# Flash MX Bug IN OSX.2



## slo (Oct 8, 2002)

This is a call to arms for Flash MX and MAC OSX users! 

For those of you who use Flash MX on either a PC or still use Flash 5 on an older MAC OS, you might not be aware that there is a 3 second lag every time you select a frame, object, window, etc.. Over a work day you can spend upwards of half an hour waiting for Flash MX to catch up. 

I recently reported this annoying delay in Flash MX while using MAC OSX Jaguar. Their response was: 

"We are aware of the problem, and hope to fix it for the next release (April), but it doesn't have as high of a priority as new features does, so there are no guarantees that it will be fixed. 

I would like everybody who uses OSX or uses Flash on any platform to go to the Macromedia Bug/Request page and send in your request to make this a top priority and fix the bug. GO TO: 

http://www.macromedia.com/support/email/wishform/ 

I also ask that you write to Apple, so they can "turn the heat up" on Macromedia to provide a usable copy of Flash MX to many of its valued customers. WRITE TO: 

Apple Computers Inc. 
1 Infinte Loop 
Cupertino CA 
95014-4040 

Thanks for your time,


----------



## MacLuv (Nov 4, 2002)

I don't know what you're talking about... I don't have a 3 second lag at all... is there something I'm missing here?


----------



## slo (Nov 6, 2002)

==============================

Given task A
From the forum thread about the Flash MX lag, extract the stretch from "I recently reported" through "will be fixed.".
The forum thread above has no connection to the records that come after it.

==============================

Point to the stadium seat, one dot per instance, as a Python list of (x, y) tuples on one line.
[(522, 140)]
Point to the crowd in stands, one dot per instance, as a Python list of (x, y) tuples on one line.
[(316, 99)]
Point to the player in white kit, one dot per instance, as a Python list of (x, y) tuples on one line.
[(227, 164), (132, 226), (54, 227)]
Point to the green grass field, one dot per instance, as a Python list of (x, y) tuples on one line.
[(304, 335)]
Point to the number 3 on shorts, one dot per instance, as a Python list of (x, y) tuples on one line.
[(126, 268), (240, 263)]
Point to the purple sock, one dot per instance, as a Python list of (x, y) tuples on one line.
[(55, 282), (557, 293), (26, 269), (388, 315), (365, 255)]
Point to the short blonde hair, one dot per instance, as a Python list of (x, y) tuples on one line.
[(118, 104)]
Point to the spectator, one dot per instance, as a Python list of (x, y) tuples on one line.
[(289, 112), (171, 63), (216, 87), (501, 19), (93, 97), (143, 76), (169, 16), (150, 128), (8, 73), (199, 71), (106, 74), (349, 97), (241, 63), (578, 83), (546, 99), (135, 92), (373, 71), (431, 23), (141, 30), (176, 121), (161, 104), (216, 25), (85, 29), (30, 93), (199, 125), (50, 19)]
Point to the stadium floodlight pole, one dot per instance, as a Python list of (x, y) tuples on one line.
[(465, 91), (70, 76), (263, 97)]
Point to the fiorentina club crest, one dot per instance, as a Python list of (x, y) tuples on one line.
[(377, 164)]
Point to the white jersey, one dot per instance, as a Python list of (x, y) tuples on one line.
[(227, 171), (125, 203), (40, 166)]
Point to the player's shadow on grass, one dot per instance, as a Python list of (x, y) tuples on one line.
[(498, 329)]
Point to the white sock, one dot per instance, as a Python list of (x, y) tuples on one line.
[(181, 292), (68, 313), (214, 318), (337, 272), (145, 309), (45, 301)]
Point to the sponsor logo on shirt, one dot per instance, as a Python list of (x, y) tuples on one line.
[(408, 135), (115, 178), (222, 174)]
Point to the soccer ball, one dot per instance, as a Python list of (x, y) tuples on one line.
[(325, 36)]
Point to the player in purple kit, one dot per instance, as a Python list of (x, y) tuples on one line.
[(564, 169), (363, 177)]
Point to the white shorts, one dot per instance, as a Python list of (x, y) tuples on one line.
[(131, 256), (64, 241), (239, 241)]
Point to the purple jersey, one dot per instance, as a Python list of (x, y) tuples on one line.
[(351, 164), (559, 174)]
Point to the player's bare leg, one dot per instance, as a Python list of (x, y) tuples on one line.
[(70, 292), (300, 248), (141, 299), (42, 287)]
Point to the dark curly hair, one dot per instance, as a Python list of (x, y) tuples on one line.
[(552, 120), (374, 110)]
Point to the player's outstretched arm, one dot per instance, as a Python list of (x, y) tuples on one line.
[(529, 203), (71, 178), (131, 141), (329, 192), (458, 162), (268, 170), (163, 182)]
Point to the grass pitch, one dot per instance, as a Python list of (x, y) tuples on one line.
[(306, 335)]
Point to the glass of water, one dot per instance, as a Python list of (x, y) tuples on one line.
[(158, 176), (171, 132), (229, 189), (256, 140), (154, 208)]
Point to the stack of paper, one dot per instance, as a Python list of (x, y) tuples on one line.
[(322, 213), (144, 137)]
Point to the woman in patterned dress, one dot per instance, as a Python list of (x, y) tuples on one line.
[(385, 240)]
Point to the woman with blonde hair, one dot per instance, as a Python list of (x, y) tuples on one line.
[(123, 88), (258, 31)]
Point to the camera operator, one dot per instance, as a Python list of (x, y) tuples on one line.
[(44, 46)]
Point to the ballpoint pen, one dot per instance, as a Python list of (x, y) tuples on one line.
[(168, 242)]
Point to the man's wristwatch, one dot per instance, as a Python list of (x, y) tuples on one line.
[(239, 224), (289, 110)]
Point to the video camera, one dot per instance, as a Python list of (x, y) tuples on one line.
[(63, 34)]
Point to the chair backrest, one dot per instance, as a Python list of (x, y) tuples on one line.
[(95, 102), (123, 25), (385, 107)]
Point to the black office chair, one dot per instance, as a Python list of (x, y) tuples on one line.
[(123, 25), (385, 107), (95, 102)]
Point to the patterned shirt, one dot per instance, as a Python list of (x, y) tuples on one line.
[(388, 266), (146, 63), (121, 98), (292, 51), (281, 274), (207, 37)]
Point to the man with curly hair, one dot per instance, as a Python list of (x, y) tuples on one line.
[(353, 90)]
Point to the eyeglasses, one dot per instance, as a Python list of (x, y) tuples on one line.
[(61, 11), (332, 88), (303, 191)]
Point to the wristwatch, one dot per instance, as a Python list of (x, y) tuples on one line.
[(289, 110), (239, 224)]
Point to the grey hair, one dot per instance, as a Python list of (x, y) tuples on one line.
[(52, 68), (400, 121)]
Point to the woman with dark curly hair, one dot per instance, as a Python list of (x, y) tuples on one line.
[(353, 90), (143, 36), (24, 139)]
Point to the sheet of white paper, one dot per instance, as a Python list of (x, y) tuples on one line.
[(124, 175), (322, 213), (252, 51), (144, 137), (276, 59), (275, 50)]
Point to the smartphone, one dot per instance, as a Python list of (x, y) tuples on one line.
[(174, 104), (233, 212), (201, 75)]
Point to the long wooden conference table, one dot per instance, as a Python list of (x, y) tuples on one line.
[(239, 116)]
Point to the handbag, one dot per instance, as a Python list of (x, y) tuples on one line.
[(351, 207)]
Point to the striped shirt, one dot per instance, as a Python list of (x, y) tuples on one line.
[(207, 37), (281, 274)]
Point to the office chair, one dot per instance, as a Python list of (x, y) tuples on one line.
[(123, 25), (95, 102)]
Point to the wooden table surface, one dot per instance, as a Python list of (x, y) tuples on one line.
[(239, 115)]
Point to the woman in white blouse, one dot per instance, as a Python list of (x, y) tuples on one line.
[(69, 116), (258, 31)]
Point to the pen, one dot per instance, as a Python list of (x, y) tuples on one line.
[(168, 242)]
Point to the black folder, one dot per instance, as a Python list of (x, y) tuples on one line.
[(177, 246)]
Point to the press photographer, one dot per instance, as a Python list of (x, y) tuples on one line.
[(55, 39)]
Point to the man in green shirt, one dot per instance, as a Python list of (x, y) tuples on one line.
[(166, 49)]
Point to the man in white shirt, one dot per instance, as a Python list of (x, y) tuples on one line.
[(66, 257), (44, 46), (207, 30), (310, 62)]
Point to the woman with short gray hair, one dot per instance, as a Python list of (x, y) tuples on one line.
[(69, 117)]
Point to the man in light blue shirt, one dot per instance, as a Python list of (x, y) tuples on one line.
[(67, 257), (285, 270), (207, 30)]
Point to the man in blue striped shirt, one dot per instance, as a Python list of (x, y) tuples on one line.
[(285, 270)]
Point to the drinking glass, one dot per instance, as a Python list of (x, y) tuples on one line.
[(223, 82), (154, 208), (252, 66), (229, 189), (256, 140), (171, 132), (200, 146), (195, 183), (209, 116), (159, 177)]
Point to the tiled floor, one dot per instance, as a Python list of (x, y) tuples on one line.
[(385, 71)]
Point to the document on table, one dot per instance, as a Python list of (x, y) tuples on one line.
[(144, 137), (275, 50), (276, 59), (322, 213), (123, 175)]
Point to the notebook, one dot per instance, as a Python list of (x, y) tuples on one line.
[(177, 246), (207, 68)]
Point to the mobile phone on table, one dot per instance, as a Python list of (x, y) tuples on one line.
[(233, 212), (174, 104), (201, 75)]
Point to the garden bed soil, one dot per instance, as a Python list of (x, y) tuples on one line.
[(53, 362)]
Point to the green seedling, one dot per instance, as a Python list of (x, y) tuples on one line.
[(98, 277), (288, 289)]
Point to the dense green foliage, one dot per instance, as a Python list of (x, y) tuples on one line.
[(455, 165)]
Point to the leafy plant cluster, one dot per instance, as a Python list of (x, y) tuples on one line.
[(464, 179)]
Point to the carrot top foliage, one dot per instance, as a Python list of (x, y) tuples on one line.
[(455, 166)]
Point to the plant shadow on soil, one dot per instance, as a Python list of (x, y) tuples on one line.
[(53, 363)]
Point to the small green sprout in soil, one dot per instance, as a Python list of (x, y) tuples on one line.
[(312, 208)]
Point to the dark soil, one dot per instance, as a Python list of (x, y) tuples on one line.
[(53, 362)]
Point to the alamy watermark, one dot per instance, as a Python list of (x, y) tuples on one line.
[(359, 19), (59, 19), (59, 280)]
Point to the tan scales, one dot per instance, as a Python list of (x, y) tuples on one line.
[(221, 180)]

==============================

Given task B
In the records, rewrite the stretch from the line that contains "Point to the player's shadow" through the line that contains "[(498, 329)]", replacing "on grass" with "on the pitch" and changing nothing else. Return only those lines.

Worked solution A
I recently reported this annoying delay in Flash MX while using MAC OSX Jaguar. Their response was: 

"We are aware of the problem, and hope to fix it for the next release (April), but it doesn't have as high of a priority as new features does, so there are no guarantees that it will be fixed.

Worked solution B
Point to the player's shadow on the pitch, one dot per instance, as a Python list of (x, y) tuples on one line.
[(498, 329)]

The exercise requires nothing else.